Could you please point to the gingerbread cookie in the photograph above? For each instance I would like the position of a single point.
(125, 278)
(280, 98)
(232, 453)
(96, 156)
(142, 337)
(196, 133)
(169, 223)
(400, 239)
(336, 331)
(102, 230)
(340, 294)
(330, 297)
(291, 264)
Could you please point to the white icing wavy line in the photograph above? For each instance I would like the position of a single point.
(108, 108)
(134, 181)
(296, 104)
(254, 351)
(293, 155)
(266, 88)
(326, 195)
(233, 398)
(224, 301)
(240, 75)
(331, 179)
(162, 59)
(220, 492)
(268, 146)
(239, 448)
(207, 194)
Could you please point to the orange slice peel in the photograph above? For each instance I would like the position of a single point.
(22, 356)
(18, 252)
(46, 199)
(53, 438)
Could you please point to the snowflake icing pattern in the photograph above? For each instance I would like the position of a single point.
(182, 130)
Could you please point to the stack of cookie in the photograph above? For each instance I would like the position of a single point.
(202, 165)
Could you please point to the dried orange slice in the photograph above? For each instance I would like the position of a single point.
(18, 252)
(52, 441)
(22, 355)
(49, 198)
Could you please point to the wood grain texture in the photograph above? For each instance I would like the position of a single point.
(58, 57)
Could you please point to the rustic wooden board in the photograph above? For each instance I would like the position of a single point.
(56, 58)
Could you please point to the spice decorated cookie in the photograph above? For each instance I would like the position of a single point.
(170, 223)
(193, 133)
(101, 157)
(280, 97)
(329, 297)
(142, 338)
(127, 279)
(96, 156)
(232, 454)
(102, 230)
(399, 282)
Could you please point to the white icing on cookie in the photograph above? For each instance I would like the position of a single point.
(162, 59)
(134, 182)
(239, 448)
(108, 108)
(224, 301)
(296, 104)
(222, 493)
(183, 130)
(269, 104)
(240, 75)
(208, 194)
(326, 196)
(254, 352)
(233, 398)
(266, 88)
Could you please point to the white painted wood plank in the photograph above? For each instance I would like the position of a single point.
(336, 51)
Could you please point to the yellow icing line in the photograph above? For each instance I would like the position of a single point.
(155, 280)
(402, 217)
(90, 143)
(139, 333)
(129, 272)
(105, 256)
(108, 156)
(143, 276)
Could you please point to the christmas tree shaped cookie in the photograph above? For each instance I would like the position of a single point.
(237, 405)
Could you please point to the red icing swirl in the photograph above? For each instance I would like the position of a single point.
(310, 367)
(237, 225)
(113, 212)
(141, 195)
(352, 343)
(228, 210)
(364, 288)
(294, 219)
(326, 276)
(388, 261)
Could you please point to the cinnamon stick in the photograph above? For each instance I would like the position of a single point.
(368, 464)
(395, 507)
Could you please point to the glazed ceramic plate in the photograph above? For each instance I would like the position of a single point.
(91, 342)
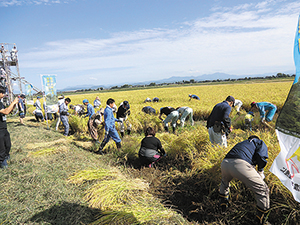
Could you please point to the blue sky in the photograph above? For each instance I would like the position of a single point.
(110, 42)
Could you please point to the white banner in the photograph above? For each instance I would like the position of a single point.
(286, 166)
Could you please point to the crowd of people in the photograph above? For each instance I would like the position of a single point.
(239, 162)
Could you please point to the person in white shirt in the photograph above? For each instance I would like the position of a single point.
(61, 100)
(185, 112)
(238, 104)
(97, 102)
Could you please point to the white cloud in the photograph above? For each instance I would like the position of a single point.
(7, 3)
(247, 39)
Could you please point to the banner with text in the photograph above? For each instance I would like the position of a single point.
(286, 166)
(49, 88)
(29, 94)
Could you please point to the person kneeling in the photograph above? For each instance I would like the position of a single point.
(151, 149)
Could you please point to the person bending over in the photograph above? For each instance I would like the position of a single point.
(151, 149)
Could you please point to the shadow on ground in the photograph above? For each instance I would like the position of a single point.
(66, 213)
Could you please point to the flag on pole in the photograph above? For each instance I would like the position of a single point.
(286, 165)
(29, 95)
(49, 88)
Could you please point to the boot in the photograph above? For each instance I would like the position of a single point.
(174, 128)
(261, 216)
(224, 203)
(3, 164)
(100, 150)
(118, 145)
(166, 129)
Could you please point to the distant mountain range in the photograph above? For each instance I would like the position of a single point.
(214, 76)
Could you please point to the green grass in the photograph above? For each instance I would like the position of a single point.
(56, 180)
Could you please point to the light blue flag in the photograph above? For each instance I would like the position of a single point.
(286, 166)
(297, 52)
(49, 87)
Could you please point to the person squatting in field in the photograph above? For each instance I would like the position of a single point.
(149, 110)
(238, 104)
(193, 97)
(38, 113)
(266, 110)
(151, 149)
(91, 114)
(97, 102)
(185, 112)
(110, 128)
(240, 163)
(172, 116)
(248, 120)
(22, 108)
(61, 100)
(95, 120)
(219, 123)
(122, 115)
(63, 113)
(5, 142)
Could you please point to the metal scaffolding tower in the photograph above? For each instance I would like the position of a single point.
(9, 58)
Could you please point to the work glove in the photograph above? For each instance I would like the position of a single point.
(261, 174)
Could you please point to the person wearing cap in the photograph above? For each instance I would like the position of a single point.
(5, 142)
(266, 110)
(97, 102)
(149, 110)
(147, 100)
(185, 112)
(155, 99)
(248, 120)
(238, 104)
(193, 97)
(122, 114)
(110, 128)
(78, 109)
(90, 109)
(172, 117)
(219, 123)
(61, 100)
(22, 109)
(13, 54)
(63, 112)
(240, 163)
(91, 114)
(38, 113)
(151, 149)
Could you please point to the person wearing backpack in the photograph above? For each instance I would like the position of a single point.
(219, 123)
(240, 163)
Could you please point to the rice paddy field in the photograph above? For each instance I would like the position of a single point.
(56, 180)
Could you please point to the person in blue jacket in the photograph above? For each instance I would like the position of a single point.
(240, 163)
(193, 97)
(266, 110)
(149, 110)
(89, 113)
(110, 128)
(63, 113)
(90, 109)
(219, 123)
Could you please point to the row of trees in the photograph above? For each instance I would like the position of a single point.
(191, 81)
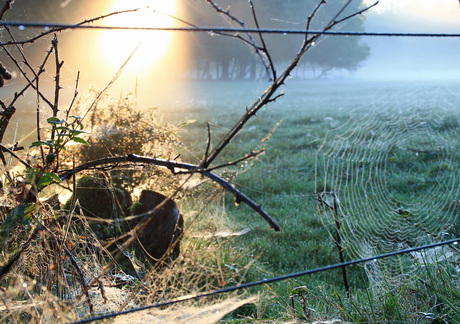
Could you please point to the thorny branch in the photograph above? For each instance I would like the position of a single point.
(175, 168)
(270, 92)
(262, 52)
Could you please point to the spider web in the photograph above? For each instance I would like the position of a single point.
(392, 173)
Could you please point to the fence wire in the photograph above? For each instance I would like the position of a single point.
(267, 281)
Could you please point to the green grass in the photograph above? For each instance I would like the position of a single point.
(408, 175)
(283, 180)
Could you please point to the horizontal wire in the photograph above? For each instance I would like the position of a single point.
(266, 281)
(46, 26)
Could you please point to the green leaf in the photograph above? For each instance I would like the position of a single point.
(60, 146)
(298, 289)
(80, 141)
(47, 179)
(54, 176)
(40, 143)
(19, 215)
(55, 120)
(77, 132)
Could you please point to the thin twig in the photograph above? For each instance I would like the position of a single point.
(260, 53)
(262, 40)
(5, 8)
(172, 166)
(115, 77)
(6, 149)
(62, 28)
(248, 156)
(74, 95)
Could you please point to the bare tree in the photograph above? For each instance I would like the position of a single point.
(49, 170)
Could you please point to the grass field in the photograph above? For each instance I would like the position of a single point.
(286, 179)
(386, 154)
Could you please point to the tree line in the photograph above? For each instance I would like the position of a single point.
(219, 57)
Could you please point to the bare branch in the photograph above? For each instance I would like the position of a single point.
(172, 166)
(115, 77)
(60, 29)
(251, 155)
(264, 46)
(6, 149)
(265, 60)
(5, 8)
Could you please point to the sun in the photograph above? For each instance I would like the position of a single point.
(117, 45)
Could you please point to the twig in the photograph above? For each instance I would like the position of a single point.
(57, 87)
(208, 146)
(115, 77)
(248, 156)
(72, 260)
(267, 96)
(5, 149)
(264, 48)
(5, 8)
(62, 28)
(172, 166)
(74, 95)
(266, 61)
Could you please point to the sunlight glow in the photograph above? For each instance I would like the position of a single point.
(116, 46)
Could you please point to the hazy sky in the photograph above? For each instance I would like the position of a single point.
(427, 58)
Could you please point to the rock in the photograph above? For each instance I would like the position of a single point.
(164, 229)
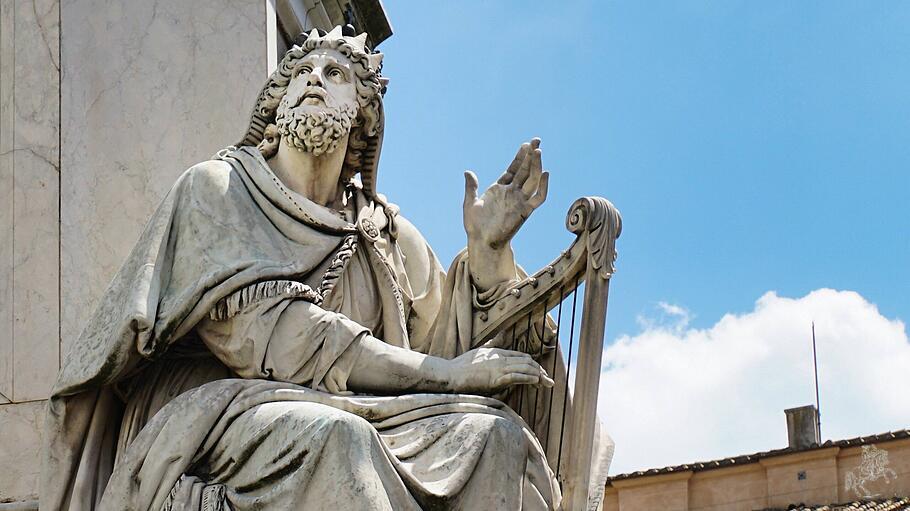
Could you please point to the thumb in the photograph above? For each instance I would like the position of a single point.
(470, 187)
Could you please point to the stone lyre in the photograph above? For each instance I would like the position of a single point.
(519, 320)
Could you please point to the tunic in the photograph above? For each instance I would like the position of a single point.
(205, 379)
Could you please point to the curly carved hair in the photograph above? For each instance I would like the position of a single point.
(369, 97)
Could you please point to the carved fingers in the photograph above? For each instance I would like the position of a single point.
(470, 187)
(520, 157)
(518, 368)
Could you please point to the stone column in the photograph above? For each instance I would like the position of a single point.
(103, 103)
(29, 233)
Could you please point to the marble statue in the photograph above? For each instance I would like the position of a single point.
(281, 337)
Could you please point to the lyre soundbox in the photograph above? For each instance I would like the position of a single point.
(523, 319)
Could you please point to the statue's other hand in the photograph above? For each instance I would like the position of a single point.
(489, 370)
(493, 218)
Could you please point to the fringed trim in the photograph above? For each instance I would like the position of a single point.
(169, 501)
(213, 498)
(236, 302)
(336, 268)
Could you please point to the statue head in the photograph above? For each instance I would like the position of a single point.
(326, 86)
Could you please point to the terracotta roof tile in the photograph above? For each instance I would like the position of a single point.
(892, 504)
(752, 458)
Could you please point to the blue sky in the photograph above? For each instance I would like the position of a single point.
(752, 147)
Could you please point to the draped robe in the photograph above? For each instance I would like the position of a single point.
(210, 373)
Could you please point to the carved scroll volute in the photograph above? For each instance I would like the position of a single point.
(603, 224)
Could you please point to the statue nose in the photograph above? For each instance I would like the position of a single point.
(314, 80)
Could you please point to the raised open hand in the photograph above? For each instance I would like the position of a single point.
(493, 218)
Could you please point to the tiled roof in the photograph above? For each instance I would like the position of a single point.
(892, 504)
(753, 458)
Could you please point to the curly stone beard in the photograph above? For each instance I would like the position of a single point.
(316, 131)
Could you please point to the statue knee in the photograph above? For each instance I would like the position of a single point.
(504, 432)
(348, 425)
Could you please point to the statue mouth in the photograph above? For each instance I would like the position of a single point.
(311, 95)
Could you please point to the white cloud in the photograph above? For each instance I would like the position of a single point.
(673, 394)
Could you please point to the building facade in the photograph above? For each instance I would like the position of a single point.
(871, 472)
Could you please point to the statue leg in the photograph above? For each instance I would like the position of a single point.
(298, 455)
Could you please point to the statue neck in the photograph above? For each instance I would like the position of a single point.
(315, 177)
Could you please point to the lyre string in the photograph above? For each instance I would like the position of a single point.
(565, 399)
(543, 319)
(562, 295)
(524, 345)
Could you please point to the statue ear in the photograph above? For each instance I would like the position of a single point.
(270, 140)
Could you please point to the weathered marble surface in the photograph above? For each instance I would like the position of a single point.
(21, 425)
(171, 80)
(29, 173)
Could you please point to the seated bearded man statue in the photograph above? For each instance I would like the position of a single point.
(280, 338)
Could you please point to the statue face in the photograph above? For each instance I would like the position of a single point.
(323, 78)
(320, 105)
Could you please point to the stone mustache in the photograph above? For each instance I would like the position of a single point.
(281, 337)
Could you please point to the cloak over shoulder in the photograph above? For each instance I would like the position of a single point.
(224, 225)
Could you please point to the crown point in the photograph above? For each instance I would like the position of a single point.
(361, 41)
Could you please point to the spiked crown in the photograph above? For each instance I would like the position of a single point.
(365, 141)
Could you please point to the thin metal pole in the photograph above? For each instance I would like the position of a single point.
(818, 406)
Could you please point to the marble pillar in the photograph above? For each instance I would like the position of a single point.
(150, 89)
(29, 194)
(103, 103)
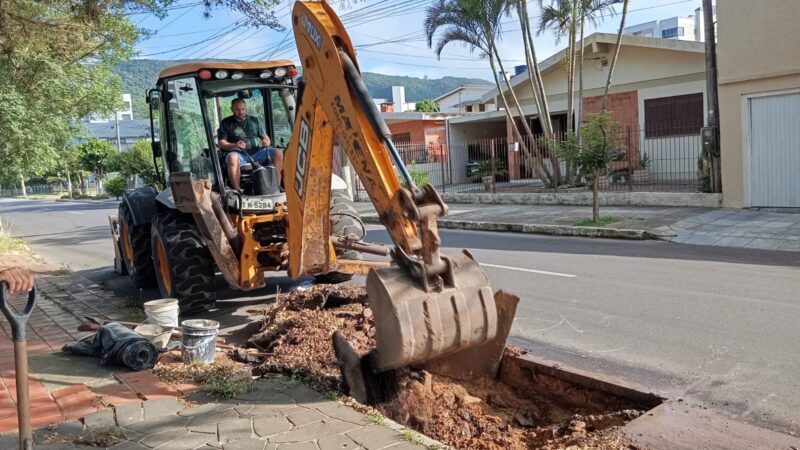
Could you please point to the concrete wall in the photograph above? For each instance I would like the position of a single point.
(757, 39)
(696, 200)
(758, 51)
(448, 103)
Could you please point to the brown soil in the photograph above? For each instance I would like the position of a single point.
(483, 414)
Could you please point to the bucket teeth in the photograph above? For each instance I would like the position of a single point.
(413, 325)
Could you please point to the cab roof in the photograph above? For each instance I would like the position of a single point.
(191, 68)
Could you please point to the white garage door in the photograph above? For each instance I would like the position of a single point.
(774, 151)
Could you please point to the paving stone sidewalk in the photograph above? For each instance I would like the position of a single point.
(740, 228)
(278, 415)
(59, 389)
(699, 226)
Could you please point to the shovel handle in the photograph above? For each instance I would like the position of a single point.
(17, 321)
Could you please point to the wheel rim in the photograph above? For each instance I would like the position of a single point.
(163, 266)
(127, 247)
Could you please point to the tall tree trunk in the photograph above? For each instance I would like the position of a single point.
(537, 87)
(69, 180)
(579, 109)
(83, 183)
(22, 185)
(534, 153)
(534, 65)
(535, 77)
(571, 74)
(547, 125)
(509, 114)
(616, 54)
(595, 196)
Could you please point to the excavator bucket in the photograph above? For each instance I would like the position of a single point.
(414, 325)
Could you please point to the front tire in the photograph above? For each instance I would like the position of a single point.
(183, 264)
(345, 221)
(135, 248)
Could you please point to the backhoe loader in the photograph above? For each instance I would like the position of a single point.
(425, 304)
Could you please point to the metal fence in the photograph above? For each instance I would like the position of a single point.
(38, 189)
(652, 159)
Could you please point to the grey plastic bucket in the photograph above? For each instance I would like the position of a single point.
(199, 340)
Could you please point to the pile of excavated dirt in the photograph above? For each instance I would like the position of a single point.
(483, 414)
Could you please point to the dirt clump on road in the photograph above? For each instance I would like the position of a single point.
(483, 414)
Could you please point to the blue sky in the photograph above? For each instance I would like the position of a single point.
(388, 35)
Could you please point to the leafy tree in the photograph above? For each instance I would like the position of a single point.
(427, 106)
(99, 157)
(56, 58)
(420, 177)
(116, 186)
(601, 141)
(476, 24)
(138, 160)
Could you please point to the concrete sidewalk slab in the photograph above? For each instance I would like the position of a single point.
(766, 230)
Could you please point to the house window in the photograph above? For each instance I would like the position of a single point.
(673, 116)
(672, 32)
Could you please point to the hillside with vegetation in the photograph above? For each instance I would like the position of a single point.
(138, 75)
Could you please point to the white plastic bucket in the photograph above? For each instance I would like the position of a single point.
(199, 340)
(162, 312)
(156, 334)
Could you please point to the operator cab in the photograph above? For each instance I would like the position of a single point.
(187, 106)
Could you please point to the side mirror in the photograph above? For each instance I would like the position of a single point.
(154, 98)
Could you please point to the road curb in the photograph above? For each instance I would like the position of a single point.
(68, 200)
(531, 228)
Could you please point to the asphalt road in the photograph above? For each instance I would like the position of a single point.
(717, 327)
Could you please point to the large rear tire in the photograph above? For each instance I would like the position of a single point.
(135, 248)
(345, 221)
(183, 264)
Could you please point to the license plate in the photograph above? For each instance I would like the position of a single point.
(257, 203)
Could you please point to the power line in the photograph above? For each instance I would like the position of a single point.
(195, 52)
(216, 35)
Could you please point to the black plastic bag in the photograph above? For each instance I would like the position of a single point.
(118, 345)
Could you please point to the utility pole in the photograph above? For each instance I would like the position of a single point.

━━━━━━

STATED PROBLEM — Your task is to output exactly the lines running from the one with "Could you please point to the asphalt" through the final line of the material above, with both ends included.

FINISHED EXERCISE —
Could you please point to the asphalt road in the photograph above? For each instance I would like the position of a single point.
(717, 327)
Could you please point to the large rear tire in the photograph above? For each instance I would like the position of a single point.
(135, 248)
(345, 221)
(183, 264)
Could you please point to the license plate in the photograph above? For each instance I would like the position of a single point.
(257, 203)
Could you please point to the power line in the photograph above? For each instance I would like the position of a single point.
(195, 52)
(216, 35)
Could you please point to the black plastic bag in the photograph above? For each instance I would like the position of a single point.
(118, 345)
Could you please point to the utility pole in the photograph above? For each instance I would like the position of a single point.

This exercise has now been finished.